===== Dataset content
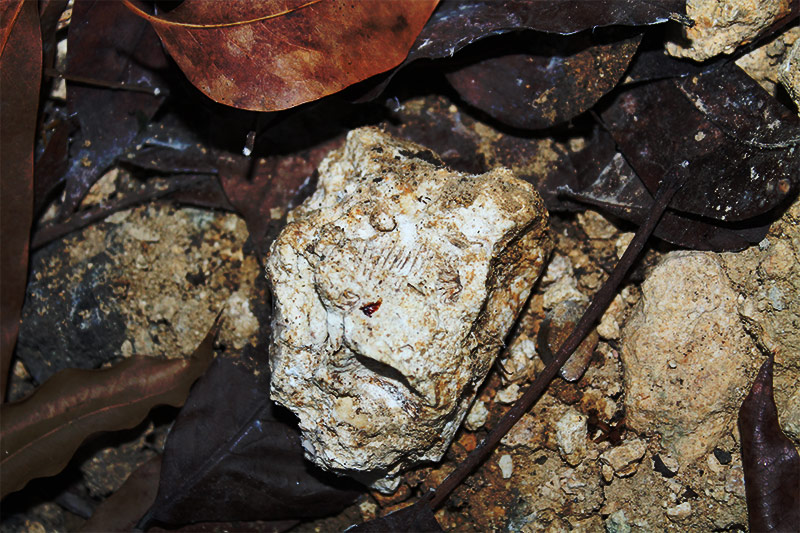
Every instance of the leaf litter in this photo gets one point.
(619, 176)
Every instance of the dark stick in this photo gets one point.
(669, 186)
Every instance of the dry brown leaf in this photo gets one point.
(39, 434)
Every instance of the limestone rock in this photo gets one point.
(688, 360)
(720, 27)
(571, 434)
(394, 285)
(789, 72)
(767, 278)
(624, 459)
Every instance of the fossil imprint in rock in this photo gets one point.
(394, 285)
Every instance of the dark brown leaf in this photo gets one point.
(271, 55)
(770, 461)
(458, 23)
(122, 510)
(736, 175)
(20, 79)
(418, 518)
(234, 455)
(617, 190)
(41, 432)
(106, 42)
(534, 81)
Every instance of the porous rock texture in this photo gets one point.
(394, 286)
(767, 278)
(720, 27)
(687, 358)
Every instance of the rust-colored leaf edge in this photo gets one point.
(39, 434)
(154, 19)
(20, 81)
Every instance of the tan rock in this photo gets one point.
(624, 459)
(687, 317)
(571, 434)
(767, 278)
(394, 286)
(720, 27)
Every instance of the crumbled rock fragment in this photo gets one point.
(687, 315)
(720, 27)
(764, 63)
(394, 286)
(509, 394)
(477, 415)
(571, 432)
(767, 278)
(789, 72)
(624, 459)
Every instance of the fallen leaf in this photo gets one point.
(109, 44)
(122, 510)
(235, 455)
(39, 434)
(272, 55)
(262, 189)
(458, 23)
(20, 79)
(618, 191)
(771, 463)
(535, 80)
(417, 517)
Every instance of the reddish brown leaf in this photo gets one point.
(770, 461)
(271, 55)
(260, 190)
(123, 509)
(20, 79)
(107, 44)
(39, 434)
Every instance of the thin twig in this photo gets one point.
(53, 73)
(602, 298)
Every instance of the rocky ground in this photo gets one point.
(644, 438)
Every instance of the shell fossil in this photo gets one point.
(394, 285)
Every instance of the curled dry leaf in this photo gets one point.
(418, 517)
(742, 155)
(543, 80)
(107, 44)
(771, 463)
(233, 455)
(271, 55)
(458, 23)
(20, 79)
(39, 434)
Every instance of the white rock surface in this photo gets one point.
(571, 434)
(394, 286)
==========
===== Dataset content
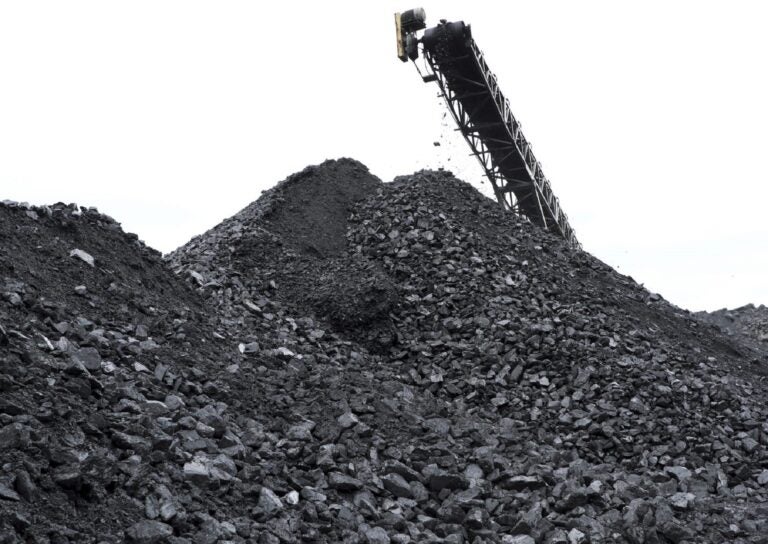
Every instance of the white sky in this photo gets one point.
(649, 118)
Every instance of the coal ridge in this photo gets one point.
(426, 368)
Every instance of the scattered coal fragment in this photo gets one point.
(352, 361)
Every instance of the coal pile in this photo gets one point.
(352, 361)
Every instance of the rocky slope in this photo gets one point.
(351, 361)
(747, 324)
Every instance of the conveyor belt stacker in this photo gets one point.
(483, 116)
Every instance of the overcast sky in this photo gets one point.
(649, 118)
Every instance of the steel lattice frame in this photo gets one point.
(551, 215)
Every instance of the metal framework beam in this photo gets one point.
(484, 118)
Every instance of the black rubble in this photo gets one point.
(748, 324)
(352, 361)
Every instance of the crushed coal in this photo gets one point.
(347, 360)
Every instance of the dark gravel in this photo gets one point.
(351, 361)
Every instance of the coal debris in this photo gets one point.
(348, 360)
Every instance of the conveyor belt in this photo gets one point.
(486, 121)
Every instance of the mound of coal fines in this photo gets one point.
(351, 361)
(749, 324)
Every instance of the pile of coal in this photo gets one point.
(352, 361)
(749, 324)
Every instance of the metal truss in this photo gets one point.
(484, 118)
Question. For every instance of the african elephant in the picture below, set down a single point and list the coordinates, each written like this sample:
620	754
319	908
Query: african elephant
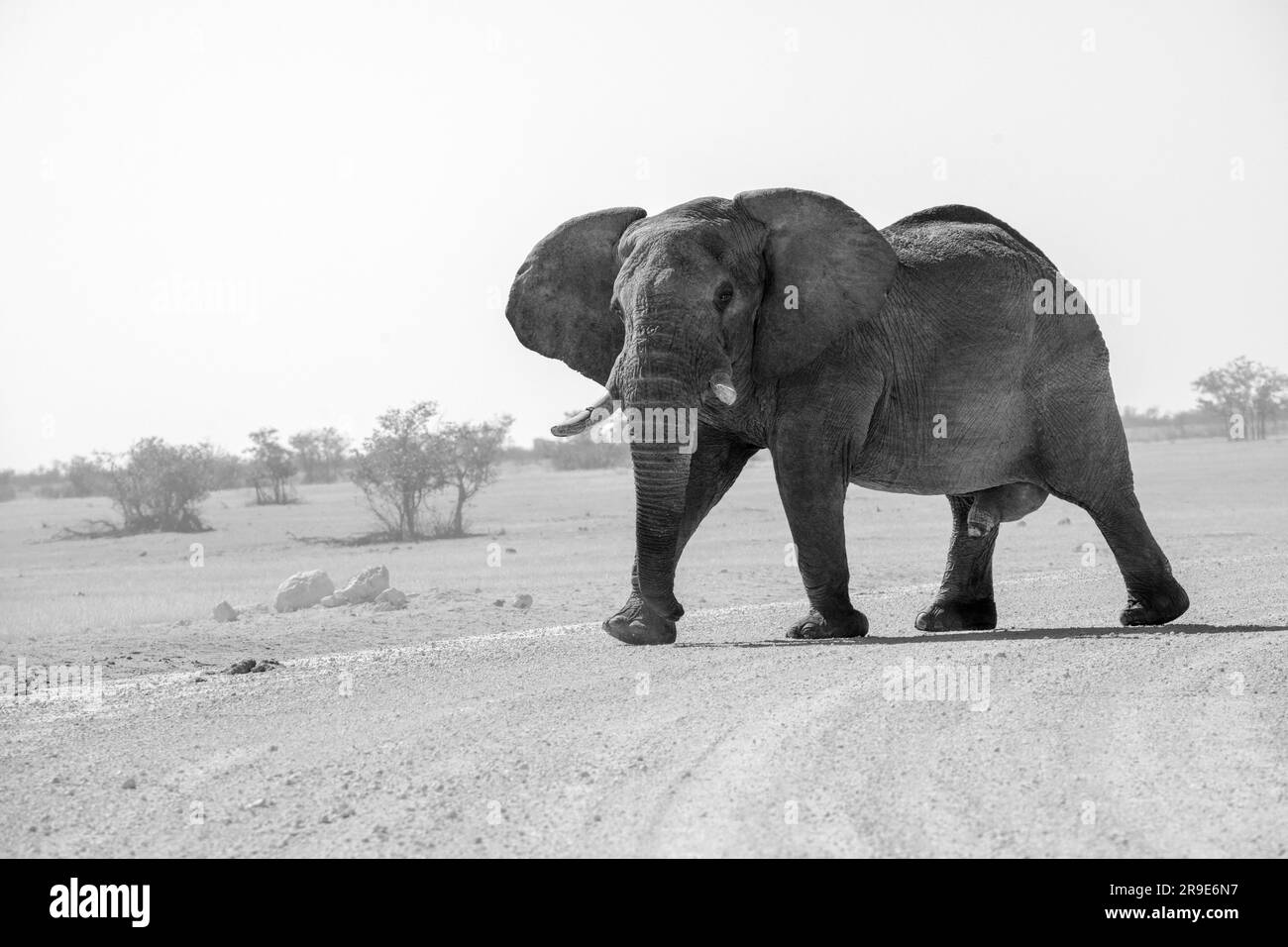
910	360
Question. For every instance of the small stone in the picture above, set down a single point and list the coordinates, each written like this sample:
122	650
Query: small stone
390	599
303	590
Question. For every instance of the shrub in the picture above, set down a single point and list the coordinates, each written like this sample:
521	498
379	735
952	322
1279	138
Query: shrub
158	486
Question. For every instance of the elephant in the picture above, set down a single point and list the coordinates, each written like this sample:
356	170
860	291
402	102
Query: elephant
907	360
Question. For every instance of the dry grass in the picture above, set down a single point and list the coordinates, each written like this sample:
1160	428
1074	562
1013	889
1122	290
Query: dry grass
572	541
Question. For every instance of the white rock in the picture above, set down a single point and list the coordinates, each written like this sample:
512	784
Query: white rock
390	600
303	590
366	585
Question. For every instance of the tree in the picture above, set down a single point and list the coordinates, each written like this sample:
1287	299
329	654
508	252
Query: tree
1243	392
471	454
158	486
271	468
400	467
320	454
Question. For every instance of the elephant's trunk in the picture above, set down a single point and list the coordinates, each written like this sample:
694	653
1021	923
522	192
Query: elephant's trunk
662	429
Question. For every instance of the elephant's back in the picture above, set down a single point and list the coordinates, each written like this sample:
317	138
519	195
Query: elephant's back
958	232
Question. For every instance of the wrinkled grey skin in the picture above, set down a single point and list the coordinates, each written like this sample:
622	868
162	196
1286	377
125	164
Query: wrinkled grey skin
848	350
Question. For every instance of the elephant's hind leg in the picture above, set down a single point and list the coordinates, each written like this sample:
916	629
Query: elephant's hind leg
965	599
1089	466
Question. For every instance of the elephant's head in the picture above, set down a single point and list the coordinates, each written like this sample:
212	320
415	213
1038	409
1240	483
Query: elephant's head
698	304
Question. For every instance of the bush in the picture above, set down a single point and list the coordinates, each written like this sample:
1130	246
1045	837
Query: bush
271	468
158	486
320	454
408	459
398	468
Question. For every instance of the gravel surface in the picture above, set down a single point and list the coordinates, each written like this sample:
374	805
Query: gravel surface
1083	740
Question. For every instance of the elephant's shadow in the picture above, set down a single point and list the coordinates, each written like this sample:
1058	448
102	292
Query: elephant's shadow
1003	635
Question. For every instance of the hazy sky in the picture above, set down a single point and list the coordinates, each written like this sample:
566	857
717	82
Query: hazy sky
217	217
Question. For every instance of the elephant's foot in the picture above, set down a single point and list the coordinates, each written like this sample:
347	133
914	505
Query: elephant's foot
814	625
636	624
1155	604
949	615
==========
===== Dataset content
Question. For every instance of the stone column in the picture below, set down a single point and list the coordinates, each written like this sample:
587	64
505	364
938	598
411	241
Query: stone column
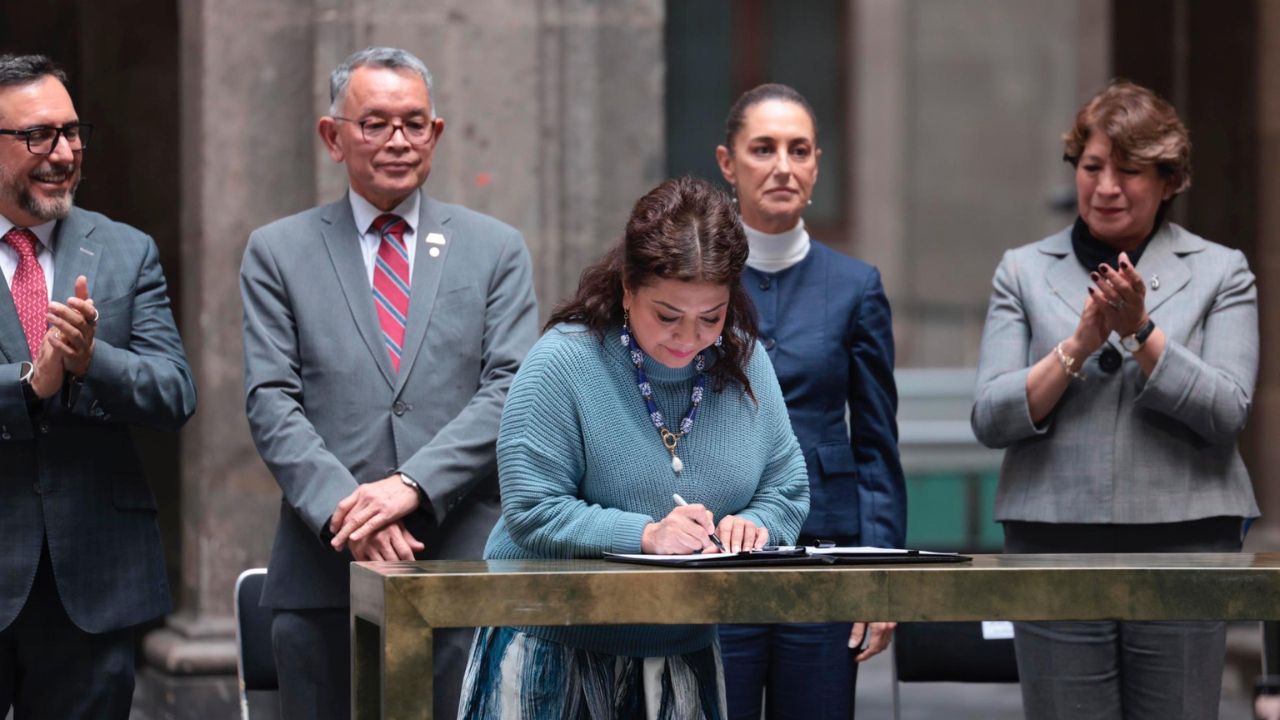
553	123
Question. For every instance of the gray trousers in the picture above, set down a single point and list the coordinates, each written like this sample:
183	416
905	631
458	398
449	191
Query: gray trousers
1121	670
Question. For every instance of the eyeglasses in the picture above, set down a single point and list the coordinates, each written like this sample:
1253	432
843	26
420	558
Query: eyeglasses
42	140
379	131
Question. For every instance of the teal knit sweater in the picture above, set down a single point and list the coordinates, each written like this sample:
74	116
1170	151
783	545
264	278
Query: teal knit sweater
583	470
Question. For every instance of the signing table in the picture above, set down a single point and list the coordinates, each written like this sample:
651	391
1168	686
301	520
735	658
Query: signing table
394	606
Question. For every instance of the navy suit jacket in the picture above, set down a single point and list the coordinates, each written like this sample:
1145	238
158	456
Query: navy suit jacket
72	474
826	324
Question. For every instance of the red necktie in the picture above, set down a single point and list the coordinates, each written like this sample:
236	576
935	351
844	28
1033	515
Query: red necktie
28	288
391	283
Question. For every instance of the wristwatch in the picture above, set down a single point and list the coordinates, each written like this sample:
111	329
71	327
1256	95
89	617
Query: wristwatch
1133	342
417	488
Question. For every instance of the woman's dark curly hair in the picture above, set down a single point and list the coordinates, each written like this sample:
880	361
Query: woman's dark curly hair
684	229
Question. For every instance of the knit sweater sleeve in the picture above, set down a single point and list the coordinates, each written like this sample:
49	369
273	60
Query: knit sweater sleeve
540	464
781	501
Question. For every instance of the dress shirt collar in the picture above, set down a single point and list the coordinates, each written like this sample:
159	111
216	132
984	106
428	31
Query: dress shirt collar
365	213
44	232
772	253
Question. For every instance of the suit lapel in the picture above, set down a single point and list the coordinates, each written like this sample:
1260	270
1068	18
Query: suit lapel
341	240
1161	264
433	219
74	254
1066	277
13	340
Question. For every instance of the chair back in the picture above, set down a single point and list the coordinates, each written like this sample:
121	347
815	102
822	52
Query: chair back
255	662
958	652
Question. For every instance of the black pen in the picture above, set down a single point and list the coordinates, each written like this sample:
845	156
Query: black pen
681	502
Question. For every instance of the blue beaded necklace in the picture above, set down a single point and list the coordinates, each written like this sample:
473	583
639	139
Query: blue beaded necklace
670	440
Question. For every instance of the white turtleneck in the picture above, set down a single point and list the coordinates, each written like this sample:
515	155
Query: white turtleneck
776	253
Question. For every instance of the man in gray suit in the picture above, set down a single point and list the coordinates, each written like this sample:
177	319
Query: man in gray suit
==========
Copy the stretch of data from the line that contains "Question. For every instance of the chair" through the line that contains "Query: man in gray suit", changing "black pen" to "red pen" and leaving everything else untouched.

Question. For every instance of the chair back in the picture above, set down a single point and list the coordinates, each written like this sample:
121	347
815	102
822	52
Query: chair back
255	662
958	652
Question. For every instance of the red pen in the picture above, set down a single point and list the coordinates, each written like this sample:
845	156
Query: red pen
681	502
Question. For every instance of the blue beaded necklace in the picture above, set down a single point and list the coordinates, each written like this sample:
473	583
639	139
Query: blue beaded necklace
670	440
Question. For every instance of the white turtleneck in the picture above, set down a single point and list the coordinates, each written like this sample:
515	155
Query: white turtleneck
776	253
Question. For every instance of the man in gray suit in the picture above, set down a single point and list the coordinates, each written like this sample:
177	319
Query: man in gray suit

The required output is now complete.